• [Try it] The output must be the data, printed exactly as written.

*** Opening Recorded data ***

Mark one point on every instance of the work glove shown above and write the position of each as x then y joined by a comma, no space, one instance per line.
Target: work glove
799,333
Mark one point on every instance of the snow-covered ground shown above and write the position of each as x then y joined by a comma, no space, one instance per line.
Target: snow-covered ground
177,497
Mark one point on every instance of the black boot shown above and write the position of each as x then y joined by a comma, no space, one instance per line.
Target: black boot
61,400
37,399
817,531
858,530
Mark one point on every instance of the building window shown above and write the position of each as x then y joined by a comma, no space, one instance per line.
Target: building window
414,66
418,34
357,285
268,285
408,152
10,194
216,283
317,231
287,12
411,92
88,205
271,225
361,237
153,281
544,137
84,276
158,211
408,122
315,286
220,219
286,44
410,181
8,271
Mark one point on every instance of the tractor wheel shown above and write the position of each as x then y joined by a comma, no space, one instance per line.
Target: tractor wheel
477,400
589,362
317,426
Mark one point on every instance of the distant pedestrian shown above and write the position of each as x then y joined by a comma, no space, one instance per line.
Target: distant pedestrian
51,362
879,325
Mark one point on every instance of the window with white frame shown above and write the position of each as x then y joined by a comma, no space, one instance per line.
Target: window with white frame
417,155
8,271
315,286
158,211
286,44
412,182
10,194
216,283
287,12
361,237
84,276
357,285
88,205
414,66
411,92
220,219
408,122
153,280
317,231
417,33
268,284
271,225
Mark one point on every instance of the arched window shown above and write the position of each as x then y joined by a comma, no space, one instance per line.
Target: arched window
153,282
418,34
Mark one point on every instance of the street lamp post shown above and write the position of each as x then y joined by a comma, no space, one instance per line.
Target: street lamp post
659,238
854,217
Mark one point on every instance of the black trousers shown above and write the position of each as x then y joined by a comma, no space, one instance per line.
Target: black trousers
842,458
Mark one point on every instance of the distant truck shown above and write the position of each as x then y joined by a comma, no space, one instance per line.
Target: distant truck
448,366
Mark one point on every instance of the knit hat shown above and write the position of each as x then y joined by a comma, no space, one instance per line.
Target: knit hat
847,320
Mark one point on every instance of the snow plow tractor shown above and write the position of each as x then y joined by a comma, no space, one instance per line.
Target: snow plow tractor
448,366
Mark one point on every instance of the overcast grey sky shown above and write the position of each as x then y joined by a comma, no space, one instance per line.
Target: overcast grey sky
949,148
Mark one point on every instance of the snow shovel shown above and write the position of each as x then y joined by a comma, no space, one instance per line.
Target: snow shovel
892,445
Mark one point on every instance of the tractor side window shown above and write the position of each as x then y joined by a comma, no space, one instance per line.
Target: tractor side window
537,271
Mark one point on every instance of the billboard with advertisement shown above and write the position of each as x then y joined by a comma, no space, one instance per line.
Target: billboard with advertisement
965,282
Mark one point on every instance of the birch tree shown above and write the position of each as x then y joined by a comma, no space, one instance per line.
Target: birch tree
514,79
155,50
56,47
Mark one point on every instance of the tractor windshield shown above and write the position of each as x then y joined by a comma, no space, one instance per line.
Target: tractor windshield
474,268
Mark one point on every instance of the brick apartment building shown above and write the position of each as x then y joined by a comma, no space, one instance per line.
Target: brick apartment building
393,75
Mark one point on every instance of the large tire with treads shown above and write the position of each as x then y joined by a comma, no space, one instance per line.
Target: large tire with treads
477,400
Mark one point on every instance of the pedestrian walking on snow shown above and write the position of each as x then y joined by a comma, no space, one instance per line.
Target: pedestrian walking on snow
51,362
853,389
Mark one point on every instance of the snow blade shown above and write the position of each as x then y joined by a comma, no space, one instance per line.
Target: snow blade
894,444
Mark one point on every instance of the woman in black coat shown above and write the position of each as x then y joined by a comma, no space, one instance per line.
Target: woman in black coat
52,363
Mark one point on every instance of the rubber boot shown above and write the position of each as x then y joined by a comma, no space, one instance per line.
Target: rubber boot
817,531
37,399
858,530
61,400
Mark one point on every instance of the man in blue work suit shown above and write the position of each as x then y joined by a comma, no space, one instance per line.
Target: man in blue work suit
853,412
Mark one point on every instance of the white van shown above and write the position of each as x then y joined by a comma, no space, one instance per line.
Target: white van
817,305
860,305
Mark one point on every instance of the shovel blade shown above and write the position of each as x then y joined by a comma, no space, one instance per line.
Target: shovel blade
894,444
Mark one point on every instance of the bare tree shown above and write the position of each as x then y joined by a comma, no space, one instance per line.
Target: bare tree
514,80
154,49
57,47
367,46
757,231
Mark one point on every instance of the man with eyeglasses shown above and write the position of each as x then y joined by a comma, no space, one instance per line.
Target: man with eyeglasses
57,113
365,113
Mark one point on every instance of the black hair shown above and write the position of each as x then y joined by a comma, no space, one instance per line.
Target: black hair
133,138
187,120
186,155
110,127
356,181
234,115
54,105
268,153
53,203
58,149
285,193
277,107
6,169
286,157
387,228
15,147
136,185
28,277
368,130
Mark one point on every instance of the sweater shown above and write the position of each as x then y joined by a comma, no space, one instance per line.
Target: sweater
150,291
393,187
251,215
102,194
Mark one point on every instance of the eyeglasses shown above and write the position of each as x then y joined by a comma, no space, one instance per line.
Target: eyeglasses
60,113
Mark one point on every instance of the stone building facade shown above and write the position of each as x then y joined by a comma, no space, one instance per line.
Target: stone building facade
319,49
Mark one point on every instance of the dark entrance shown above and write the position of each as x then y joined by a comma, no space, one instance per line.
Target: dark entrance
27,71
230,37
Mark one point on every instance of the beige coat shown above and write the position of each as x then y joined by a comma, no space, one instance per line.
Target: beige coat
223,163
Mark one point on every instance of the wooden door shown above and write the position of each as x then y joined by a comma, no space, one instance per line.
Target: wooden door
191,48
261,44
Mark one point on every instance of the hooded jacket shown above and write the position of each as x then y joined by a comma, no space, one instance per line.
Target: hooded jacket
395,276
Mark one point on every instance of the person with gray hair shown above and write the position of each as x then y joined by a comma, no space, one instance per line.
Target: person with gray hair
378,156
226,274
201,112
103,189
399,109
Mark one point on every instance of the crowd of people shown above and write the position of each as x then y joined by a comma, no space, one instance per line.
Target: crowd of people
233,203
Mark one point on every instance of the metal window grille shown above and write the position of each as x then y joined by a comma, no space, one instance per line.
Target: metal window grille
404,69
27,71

*** Closing Recorded data ***

• [Exercise response]
Mark one point on every instance of the work glove shown above and write the position of each as x then y joined by a comma, no space, one instance per line.
Target: work glove
799,333
Mark one point on every instance of the snow-covered ground shown above and write the position of each as x then y joined by a comma, no space, one instance per line.
Target: snow-covered ground
177,497
Mark one point on every instance of the black boot shown above and write the position of each as x then y joined by a comma, no space, one instance per line.
Target: black boot
61,400
37,399
817,531
858,530
Mark one point on every instance of the building window shown above and write the position of each as x then y joined by a comma, no space, one instance per line.
Target: building window
414,66
418,34
357,285
268,285
408,152
10,194
216,283
317,231
287,12
411,92
88,205
271,225
361,237
153,281
544,137
84,276
158,211
408,122
315,286
220,219
286,44
410,181
8,271
Mark one point on every instance of the tractor wheel shown above and write the position of each as x then y joined by a comma, no space, one instance per line.
Target: tractor wheel
477,400
589,362
317,426
Mark one point on every instance of the distant pedestrian shown above and write the position of each as x then y joined by a comma, no space, one instance per line.
Target: distant pedestrian
51,362
879,325
Mark one point on every instance of the window with white frame shown above and write the position of each as x then y joined by a comma, no space, one instance per line.
Target: window with white frame
417,155
8,271
315,286
158,211
286,44
412,182
10,194
216,283
287,12
361,237
84,276
357,285
88,205
414,66
411,92
220,219
408,122
153,280
317,231
417,33
268,284
271,225
Mark one point on every instance of the arched window shown above and write the position of each as x then y joined by a comma, no space, one instance per line.
Target: arched window
153,282
418,34
Mark one point on every instance of the street lamp post shown above and write the position of each as x then y joined by a comma, no space, one instance per line.
Target: street lamp post
659,238
854,217
Mark one point on every instance of the black trousers shown above and write the position of each as x then y joined by a comma, no space, one instance per line.
Target: black trousers
842,458
Mark one point on every instance of the distant truck shown above and write the position of each as x then y joined by a comma, no space, one instance per line.
Target: distant truck
448,366
Mark one point on every instance of the knit hat shown above and write the position of each as x then y joined by a comma, no space, one instance per line.
Target: knit hat
847,320
Mark one point on every instance of the snow plow tractor shown above and write the position of each as x then y joined by a comma, no space, one instance per line.
Target: snow plow tractor
448,366
Mark one point on every instance of the overcast grey sky shown above and write the position of each as x then y joined by a comma, no space, one instance per line.
Target: overcast grey sky
949,148
Mark one point on every instance of the snow shovel shown above and write the position of each as x then y joined by a comma, no space, one instance per line.
Target: snow shovel
892,445
Mark one point on every instance of the tractor side window shown above and write the position of each as x then y joined by a comma, no space, one instance per line.
Target: tractor side window
537,271
Mark one point on every instance of the billboard with advertisement shown above and write the position of each as x then y joined by a comma, no space, one instance per line.
Target: billboard with advertisement
965,282
Mark one point on every instance of the birch tree shown above and write the position of each as x then y joined by a comma, no space, one instance per line.
Target: birch tree
514,79
155,50
56,47
Mark one point on every instance of the tractor windshield shown above and write the position of each as x then y joined by a comma, no space, one instance per line.
Target: tractor windshield
474,268
Mark one point on every instance of the brick apartment building shown above and write the position of each as x then y joined by a comma, no space, one instance per line.
Target: brick apartment building
393,75
Mark one point on every instance of the large tire with treads shown above and write the position of each as x then y joined by a comma, no space, one instance per line.
Target: large tire with treads
477,400
Mark one point on every instance of the pedestrian walking on snow shown above and write the position of each as x then y joined by a comma, no space, one instance per line.
Target: pedestrian walking on snow
51,362
853,389
Mark one point on every instance of the snow blade shown above and write the position of each as x then y joined by a comma, no space, one instance per line.
Target: snow blade
894,444
Mark one point on every instance of the woman in black coat shown above and write the position of each as x then y joined by a comma, no space, one instance per line.
Target: woman in black coat
52,363
Mark one point on every instance of the rubber boot shown above and write the position of each as x then y joined by a comma, no space, one instance per line.
Target: rubber boot
817,531
37,399
858,530
61,400
Mark one point on every instance of the man in blue work suit shown above and write the position of each as x then y joined by a comma, no space, one instance per line.
Target: man in blue work suit
853,412
Mark one point on every instance of the white van shown above and write the position of each as x then y joined by a comma, no space, one instance per line.
Target: white van
817,305
860,305
Mark one point on every instance of the shovel blade shown above and write the position of each as x then y joined by a comma, no space, one instance per line.
Target: shovel blade
894,444
Mark one point on every instance of the bare tree shown above and write the position of each as x then y joined by a comma, no space, one instance per line.
Target: bare tree
514,80
154,49
57,47
367,46
757,231
Mark one point on every instance of the man with eyeglasses shown above and write the position of each as x then y joined by a comma, no space, one instance per line.
Target: man with eyeglasses
57,113
365,113
Mark one point on every instance of the black hair shown above and write the position of each as x then y joined by a comma, no space, one instance per line.
Target: black hair
133,138
187,120
186,155
110,127
356,181
234,115
54,105
268,153
53,203
58,149
285,193
277,107
6,169
286,157
387,228
15,147
136,185
28,277
368,130
Mark one point on every instance of the sweater shown above and write the position of each as x then y joined by a comma, no space, one instance per line.
Target: sweater
150,291
393,187
251,215
102,194
Mark one point on every instance of the eyeglasses shown above and write the position of each as x then y joined by a comma, no space, one instance per line.
Target: eyeglasses
60,113
Mark one point on every instance of the stone building facade shown above and write the position of each as x then y joined by a comma, no space, one instance per line.
Target: stone building facade
319,49
Mark one point on every instance of the dark entrance shown above and write the position of each as x then y joined by a comma, no space, one instance per line.
Target: dark entrance
27,71
230,37
Mark one point on every instance of the beige coat shown above and write the position of each as x then y joined by a comma, no space, one instance per line.
Target: beige coat
223,163
Mark one point on every instance of the wooden door shown above and write the position of each as x then y joined by a comma, no space, one instance per line.
Target: wooden door
191,48
261,44
Mark one point on every instance of the hooded jacket shown above and write the position of each as x then y joined by a comma, no space, one instance per line.
Target: hooded jacket
395,276
Mark one point on every instance of the person with gray hair shown above and write the position of each as x then y joined by a comma, no space, one instance per line.
Target: person with gray hair
378,156
226,274
201,112
103,189
399,109
Mark one point on every instance of the crowd of people shown above and write the position of each as x then y joined by a comma, no space, one instance per line.
Target: crowd of people
233,203
Mark one point on every instance of the metal window grille shown above and write the position of each as x then y joined by a comma, no space, one instance per line.
Target: metal window grille
404,69
27,71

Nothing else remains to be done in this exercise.